| Exercise details |
Copy out all of the material with every "Query" changed to "Target" and nothing else altered. Leave the pictures out of your copy.

[Named-object pointing records]
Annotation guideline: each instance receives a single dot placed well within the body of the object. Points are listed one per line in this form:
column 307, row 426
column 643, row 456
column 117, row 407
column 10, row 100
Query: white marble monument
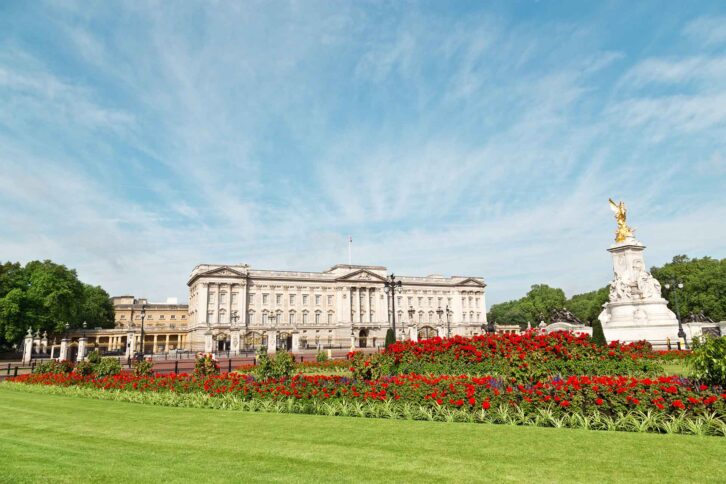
column 636, row 311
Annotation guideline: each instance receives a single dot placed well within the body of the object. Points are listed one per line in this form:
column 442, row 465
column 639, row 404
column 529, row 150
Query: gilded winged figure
column 624, row 231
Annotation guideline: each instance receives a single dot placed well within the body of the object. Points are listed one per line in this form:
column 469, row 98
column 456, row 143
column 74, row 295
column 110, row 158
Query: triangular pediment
column 224, row 271
column 362, row 275
column 471, row 282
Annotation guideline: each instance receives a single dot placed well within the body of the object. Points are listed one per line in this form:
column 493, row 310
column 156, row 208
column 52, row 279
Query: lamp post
column 143, row 316
column 391, row 287
column 676, row 285
column 439, row 313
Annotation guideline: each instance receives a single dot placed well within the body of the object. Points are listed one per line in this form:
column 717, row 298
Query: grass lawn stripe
column 68, row 439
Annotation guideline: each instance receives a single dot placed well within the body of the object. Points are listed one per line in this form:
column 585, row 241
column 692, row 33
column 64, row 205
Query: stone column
column 81, row 349
column 208, row 342
column 64, row 350
column 130, row 344
column 272, row 341
column 234, row 346
column 28, row 348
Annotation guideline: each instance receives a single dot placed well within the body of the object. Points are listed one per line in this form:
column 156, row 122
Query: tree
column 704, row 285
column 45, row 296
column 587, row 306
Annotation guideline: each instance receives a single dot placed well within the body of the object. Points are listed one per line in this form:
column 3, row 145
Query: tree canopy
column 704, row 285
column 704, row 289
column 46, row 296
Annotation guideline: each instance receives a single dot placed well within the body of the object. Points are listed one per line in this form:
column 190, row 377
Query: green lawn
column 56, row 438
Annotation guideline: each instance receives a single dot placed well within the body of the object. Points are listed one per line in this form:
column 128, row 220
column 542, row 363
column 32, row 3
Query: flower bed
column 527, row 357
column 656, row 402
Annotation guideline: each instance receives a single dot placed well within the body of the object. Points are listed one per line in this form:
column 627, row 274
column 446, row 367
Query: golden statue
column 624, row 232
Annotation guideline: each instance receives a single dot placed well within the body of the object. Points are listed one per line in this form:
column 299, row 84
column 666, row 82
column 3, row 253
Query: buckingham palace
column 237, row 308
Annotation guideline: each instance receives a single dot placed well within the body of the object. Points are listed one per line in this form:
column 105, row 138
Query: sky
column 139, row 139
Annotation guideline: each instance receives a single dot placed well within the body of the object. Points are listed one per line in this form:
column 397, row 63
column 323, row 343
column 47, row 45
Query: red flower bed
column 575, row 394
column 526, row 357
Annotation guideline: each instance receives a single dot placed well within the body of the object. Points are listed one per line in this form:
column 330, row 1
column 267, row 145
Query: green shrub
column 598, row 335
column 280, row 365
column 107, row 367
column 708, row 360
column 143, row 367
column 84, row 368
column 94, row 357
column 53, row 366
column 205, row 365
column 390, row 337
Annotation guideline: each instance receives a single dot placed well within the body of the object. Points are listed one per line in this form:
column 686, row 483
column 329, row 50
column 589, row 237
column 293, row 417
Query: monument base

| Task answer |
Annotation guideline: each instance receives a single dot placed well within the body of the object. Points are listed one per line in this form:
column 307, row 426
column 643, row 456
column 117, row 407
column 10, row 100
Target: white marble monument
column 636, row 311
Annotation guideline: each instance receives a single dot placed well within the body of the object. Points are listed one per line in this form:
column 442, row 465
column 639, row 404
column 529, row 150
Target: gilded winged figure
column 624, row 231
Annotation guideline: each instance receives a single dot placed well within the body of the object. Points are listed one per line in this form:
column 469, row 98
column 456, row 143
column 74, row 295
column 110, row 158
Target: triangular pediment
column 224, row 271
column 362, row 275
column 471, row 282
Annotation guideline: each instance receives a single dot placed well within the body of the object. Points are listed one per line in this form:
column 493, row 310
column 156, row 208
column 52, row 279
Target: lamp post
column 143, row 316
column 391, row 287
column 676, row 285
column 439, row 313
Annotation guideline: each instance receives a single dot placed well within the body of the object. Points are listed one per line in this form:
column 717, row 298
Target: grass lawn stripe
column 68, row 439
Annotation guideline: each instance receives a single dot placed well within the body of the object. Points are listed one per line in this form:
column 585, row 241
column 692, row 33
column 64, row 205
Target: stone column
column 81, row 349
column 208, row 342
column 64, row 350
column 130, row 344
column 272, row 341
column 234, row 346
column 28, row 348
Annotation guideline: each instance receives a single dot placed well within the body of the object. Points are listed one per line in this form:
column 156, row 122
Target: tree
column 704, row 285
column 45, row 296
column 587, row 306
Annotation guideline: each instance receives a single dot placed well within the body of the object. Points are listed one per line in this form:
column 3, row 145
Target: tree canopy
column 704, row 285
column 704, row 289
column 46, row 296
Annotation guideline: each instance receives a single dot placed well within the body of the object. Points are listed one per line in this form:
column 190, row 377
Target: green lawn
column 56, row 438
Annotation guideline: each instance receives a single dot placed well within the body of the object. Points are listed one per line in this form:
column 128, row 220
column 542, row 363
column 32, row 3
Target: flower bed
column 527, row 357
column 656, row 402
Annotation guideline: each instance receives a single dot placed well within the body of the object. Points are listed one per line in this form:
column 627, row 274
column 446, row 367
Target: golden statue
column 624, row 232
Annotation guideline: each instance receives a single dot placed well within the body of the object. Points are listed one per line in this form:
column 299, row 84
column 666, row 82
column 3, row 253
Target: buckingham palace
column 237, row 308
Annotation guideline: each instance receives a single dot placed well within the body of the object. Points are listed one per line in this form:
column 105, row 138
Target: sky
column 139, row 139
Annotation guideline: each instance receives a single dot placed well within the body of the object. Points are listed one per line in this form:
column 397, row 63
column 323, row 343
column 47, row 45
Target: red flower bed
column 575, row 394
column 526, row 357
Annotation guideline: each instance receives a single dot placed well within the body of the object. Points are listed one per line in this form:
column 330, row 1
column 267, row 145
Target: green shrub
column 598, row 335
column 280, row 365
column 107, row 367
column 708, row 360
column 143, row 367
column 84, row 368
column 94, row 357
column 53, row 366
column 205, row 365
column 390, row 337
Annotation guideline: each instance receives a single dot placed well within the body of the object. Points are listed one per line in this form:
column 686, row 483
column 329, row 50
column 589, row 237
column 293, row 417
Target: monument base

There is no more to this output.